# Ausgangstext
+ + + + +
Entgegen bisherigen Annahmen können größere Planeten ähnlich wie Sterne entstehen
Planeten, so dachten die Astronomen bislang, entstehen in rotierenden Scheiben aus Gas und Staub um junge Sterne. Doch das ist nicht immer so, wie Beobachtungen eines internationalen Forschungsteams mit dem Weltraumteleskop James Webb zeigen. In dem etwa tausend Lichtjahre entfernten jungen Sternhaufen NGC 13333 im Sternbild Perseus stieß das Team auf sechs bislang unbekannte Objekte mit der fünf- bis zehnfachen Masse des Jupiter. Es handele sich offenbar um Planeten, die sich unabhängig von einem Stern gebildet haben, so die Wissenschaftler im Fachblatt „Astronomical Journal“.
„Wir haben die enorme Empfindlichkeit des Webb-Teleskops genutzt, um nach den leuchtschwächsten Objekten in dem Sternhaufen zu suchen“, berichtet Ray Jayawardhana von Johns Hopkins University in den USA. „Damit wollten wir die Frage beantworten: Was sind die leichtesten Objekte, die wie ein Stern entstehen können?“ Wie es scheint, hat das Team die Antwort gefunden: Die Grenze liegt bei etwa fünf Jupitermassen.
Zwar wissen die Astronomen seit gut einem Vierteljahrhundert, dass es nicht nur Planeten gibt, die Sterne umkreisen, sondern auch Einzelgänger, die weit entfernt von Sterne einsam ihre Bahn ziehen. Doch bislang gingen die meisten Himmelsforscher davon aus, dass diese Planeten durch enge Begegnungen mit anderen Himmelskörpern aus ihrem Heimatsystem herausgeschleudert worden sind.
+ + + + +
# Datenzeilen
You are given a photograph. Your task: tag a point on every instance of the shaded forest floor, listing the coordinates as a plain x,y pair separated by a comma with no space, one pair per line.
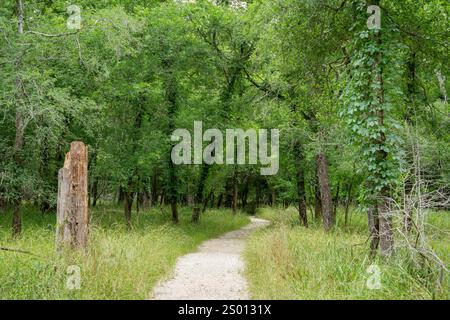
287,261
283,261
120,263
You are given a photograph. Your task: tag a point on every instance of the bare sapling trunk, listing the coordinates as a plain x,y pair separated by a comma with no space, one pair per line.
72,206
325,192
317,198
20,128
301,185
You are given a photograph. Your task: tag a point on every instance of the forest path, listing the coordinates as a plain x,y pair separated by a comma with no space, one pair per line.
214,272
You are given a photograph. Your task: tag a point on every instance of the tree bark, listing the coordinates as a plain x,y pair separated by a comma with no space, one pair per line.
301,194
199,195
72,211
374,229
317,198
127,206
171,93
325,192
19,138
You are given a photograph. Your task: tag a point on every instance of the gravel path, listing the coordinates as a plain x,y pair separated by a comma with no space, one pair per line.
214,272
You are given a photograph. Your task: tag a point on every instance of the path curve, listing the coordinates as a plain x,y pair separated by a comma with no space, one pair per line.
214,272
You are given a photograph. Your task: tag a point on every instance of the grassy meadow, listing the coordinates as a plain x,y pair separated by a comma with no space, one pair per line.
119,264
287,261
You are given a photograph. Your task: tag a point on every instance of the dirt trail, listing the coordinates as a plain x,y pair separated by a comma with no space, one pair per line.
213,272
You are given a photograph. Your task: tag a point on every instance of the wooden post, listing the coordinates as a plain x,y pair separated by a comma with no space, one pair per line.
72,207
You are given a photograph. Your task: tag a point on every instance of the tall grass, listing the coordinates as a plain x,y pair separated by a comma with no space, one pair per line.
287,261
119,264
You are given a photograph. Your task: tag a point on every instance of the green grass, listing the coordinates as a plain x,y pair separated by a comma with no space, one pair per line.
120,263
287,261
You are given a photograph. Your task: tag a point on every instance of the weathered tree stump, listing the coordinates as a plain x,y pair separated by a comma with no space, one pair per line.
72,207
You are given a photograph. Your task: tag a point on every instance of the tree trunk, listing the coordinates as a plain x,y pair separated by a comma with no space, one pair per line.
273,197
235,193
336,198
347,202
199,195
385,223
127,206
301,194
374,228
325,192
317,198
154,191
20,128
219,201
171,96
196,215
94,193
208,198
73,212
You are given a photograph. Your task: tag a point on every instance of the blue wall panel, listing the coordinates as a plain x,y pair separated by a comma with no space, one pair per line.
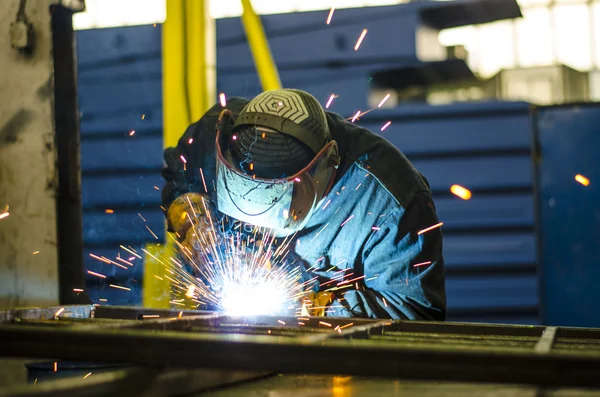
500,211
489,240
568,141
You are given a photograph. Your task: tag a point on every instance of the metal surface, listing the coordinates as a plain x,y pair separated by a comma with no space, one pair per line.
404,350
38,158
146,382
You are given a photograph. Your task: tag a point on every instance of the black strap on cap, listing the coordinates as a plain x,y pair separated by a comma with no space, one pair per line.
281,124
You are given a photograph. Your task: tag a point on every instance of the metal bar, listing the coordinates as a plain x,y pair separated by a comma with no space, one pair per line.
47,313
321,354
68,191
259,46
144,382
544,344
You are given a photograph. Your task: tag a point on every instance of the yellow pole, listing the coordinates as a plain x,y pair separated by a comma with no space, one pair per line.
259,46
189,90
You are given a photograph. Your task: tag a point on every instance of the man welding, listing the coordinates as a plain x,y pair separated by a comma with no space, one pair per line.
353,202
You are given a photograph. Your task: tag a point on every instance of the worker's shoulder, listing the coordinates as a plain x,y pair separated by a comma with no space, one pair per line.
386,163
+ + + + +
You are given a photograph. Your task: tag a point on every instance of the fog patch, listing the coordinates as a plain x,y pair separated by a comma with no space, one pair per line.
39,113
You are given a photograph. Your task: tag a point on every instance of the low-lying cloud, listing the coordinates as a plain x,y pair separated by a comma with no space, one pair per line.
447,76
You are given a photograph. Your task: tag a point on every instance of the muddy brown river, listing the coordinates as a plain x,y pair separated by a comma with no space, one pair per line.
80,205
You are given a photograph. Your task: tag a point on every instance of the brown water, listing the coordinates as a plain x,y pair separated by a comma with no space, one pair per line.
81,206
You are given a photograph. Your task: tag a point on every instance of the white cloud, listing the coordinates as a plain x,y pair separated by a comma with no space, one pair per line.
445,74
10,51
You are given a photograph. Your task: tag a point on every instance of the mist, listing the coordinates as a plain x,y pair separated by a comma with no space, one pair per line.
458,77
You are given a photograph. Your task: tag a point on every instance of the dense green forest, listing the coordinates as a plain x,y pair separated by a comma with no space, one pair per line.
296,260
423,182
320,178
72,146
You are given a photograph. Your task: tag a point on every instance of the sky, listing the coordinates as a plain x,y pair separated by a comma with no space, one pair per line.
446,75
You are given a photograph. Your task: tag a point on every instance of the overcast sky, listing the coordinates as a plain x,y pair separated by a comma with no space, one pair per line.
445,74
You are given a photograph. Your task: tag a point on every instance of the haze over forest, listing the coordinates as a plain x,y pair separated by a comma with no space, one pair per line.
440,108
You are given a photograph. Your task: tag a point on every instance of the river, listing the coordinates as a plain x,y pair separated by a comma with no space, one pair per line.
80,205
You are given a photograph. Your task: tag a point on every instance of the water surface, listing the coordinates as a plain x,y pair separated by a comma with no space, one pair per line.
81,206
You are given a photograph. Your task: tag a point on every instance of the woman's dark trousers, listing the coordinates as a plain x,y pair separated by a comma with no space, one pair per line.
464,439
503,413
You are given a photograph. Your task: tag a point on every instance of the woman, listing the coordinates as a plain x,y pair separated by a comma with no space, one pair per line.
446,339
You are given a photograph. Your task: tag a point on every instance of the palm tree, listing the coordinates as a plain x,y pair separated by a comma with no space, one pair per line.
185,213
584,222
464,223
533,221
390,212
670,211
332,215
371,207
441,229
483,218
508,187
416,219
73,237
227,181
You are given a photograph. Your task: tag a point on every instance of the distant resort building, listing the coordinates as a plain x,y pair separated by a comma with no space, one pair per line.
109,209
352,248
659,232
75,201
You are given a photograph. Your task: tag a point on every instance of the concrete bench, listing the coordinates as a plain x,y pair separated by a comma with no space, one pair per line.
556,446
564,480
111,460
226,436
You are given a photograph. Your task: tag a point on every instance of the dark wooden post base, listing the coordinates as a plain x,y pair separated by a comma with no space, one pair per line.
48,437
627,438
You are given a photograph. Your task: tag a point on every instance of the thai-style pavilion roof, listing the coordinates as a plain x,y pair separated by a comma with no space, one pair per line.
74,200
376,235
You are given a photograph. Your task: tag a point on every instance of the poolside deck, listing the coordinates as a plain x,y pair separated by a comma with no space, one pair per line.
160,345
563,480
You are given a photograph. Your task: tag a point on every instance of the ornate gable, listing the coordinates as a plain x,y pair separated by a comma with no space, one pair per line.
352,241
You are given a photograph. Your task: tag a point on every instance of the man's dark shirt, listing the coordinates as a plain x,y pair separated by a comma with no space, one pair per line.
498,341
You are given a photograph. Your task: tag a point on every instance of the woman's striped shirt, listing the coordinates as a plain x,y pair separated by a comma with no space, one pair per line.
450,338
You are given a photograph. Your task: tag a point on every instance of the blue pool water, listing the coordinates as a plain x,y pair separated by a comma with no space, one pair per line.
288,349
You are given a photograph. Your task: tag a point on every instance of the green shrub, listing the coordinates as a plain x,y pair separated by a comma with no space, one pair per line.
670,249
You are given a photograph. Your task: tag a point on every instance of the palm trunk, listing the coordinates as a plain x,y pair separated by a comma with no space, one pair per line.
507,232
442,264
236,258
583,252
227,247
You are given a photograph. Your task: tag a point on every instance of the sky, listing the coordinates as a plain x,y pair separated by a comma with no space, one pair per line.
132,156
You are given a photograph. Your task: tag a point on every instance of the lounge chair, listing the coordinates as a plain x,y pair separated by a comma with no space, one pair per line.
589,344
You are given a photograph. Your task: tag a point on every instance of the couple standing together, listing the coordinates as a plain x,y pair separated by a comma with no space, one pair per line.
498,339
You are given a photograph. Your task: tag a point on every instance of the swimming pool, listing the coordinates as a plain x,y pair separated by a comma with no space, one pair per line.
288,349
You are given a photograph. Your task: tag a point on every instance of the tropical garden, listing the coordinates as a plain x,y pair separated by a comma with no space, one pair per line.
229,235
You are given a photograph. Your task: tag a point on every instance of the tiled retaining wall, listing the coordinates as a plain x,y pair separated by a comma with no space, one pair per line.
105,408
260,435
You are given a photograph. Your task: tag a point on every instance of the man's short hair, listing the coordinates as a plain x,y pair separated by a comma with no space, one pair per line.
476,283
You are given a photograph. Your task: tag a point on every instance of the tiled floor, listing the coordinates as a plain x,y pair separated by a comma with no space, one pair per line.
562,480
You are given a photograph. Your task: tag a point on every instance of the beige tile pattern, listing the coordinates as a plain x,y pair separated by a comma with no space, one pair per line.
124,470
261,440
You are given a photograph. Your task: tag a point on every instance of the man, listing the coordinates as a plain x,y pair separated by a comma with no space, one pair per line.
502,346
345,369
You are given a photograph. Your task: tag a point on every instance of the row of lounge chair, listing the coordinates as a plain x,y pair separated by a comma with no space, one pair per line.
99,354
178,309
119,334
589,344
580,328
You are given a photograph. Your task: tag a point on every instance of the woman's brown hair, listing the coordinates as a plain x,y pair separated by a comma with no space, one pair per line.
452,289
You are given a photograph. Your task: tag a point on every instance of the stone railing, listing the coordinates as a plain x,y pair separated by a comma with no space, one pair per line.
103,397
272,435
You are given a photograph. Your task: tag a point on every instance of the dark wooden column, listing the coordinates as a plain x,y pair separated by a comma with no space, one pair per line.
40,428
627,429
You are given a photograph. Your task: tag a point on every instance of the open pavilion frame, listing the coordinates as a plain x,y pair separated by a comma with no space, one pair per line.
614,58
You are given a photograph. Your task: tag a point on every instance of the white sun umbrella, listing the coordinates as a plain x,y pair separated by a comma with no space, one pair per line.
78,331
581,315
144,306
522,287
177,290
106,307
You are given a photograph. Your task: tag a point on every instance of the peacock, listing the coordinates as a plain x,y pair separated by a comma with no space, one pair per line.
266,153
+ + + + +
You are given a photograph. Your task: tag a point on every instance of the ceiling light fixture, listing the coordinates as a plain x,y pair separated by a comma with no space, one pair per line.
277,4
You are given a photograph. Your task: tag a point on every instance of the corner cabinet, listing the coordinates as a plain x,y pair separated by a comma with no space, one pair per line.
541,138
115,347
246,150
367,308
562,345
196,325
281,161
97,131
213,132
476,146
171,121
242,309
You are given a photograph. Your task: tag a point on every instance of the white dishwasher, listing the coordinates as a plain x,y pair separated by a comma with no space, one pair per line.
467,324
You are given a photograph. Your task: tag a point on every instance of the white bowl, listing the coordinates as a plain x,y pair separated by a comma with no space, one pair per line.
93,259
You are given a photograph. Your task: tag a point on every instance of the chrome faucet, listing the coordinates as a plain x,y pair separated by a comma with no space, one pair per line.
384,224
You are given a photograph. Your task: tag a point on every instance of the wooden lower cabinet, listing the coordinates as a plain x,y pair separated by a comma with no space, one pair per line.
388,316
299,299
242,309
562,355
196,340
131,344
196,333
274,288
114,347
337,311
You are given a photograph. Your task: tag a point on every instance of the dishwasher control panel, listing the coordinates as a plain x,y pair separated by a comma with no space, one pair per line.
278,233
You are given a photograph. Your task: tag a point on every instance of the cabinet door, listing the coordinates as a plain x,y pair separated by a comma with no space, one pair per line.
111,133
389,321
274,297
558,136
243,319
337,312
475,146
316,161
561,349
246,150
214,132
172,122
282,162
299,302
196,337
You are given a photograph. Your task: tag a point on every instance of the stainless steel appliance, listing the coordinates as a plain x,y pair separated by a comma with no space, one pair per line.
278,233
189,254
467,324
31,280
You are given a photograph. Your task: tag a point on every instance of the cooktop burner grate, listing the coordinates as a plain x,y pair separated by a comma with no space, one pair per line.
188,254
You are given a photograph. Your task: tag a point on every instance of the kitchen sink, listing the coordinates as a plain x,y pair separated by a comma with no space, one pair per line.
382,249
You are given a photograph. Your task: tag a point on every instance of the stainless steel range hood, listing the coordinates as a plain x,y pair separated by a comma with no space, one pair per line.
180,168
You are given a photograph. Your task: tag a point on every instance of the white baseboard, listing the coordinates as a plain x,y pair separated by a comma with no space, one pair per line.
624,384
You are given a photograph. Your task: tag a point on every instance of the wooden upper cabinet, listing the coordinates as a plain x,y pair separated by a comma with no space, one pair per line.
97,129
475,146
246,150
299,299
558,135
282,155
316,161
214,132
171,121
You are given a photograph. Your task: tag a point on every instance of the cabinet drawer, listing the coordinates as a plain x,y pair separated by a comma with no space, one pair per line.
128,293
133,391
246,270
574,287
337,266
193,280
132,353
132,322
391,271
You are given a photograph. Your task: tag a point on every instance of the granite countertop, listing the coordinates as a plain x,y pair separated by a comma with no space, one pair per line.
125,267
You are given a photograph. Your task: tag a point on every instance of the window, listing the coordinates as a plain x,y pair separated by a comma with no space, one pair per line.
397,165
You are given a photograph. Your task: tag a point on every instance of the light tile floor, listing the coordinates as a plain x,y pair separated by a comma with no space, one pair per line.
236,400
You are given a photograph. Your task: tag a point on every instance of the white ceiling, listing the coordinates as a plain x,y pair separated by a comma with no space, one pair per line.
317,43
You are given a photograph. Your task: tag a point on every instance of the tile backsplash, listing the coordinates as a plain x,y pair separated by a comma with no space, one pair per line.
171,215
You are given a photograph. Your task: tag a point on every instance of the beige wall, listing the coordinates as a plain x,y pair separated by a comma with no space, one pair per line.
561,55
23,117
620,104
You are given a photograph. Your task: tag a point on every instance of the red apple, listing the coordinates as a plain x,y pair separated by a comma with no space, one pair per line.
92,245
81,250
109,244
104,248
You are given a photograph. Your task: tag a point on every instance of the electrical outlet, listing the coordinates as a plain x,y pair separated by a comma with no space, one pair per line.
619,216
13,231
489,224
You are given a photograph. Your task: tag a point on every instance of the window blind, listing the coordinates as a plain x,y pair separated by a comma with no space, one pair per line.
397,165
+ + + + +
# Arbeitsanweisung
Führe den Artikel über Planeten, die wie Sterne entstehen, im Anschluss an seinen letzten Satz weiter.

# Lösung
„Unsere Beobachtungen zeigen jetzt jedoch, dass Planeten auf zwei unterschiedlichen Wegen entstehen können“, so Jayawardhana, „einerseits in einer Scheibe aus Gas und Staub um einen jungen Stern wie Jupiter, und andererseits durch einen eigenständigen Kollaps einer Gaswolke wie ein Stern.“ Jayawardhana und seine Kollegen haben versucht, noch kleinere Einzelgänger-Planeten in NGC 1333 aufzuspüren – jedoch ohne Erfolg. Die Empfindlichkeit des Webb-Teleskops reiche jedoch aus, um auch noch leuchtschwächere Objekte zu finden. „Wir scheinen also die Objekte mit der kleinsten Masse gefunden zu haben, die wie ein Stern entstehen können“, folgern die Forscher.
Überraschend ist dabei auch eine weitere Entdeckung: Der leichteste der aufgespürten Einzelgänger-Planeten ist selbst von einer Scheibe aus Gas und Staub umgeben. „Um diese kleinen Objekte mit der Masse großer Gasplaneten könnten sich also sogar eigene kleine Planetensysteme bilden“, sagt Team-Mitglied Aleks Scholz von der University of St. Andrews in Großbritannien. Insgesamt, so das Fazit der Studie, handelt es sich bei etwa einem Zehntel der in NGC 1333 entstandenen Objekte nicht um Sterne, sondern um große Planeten.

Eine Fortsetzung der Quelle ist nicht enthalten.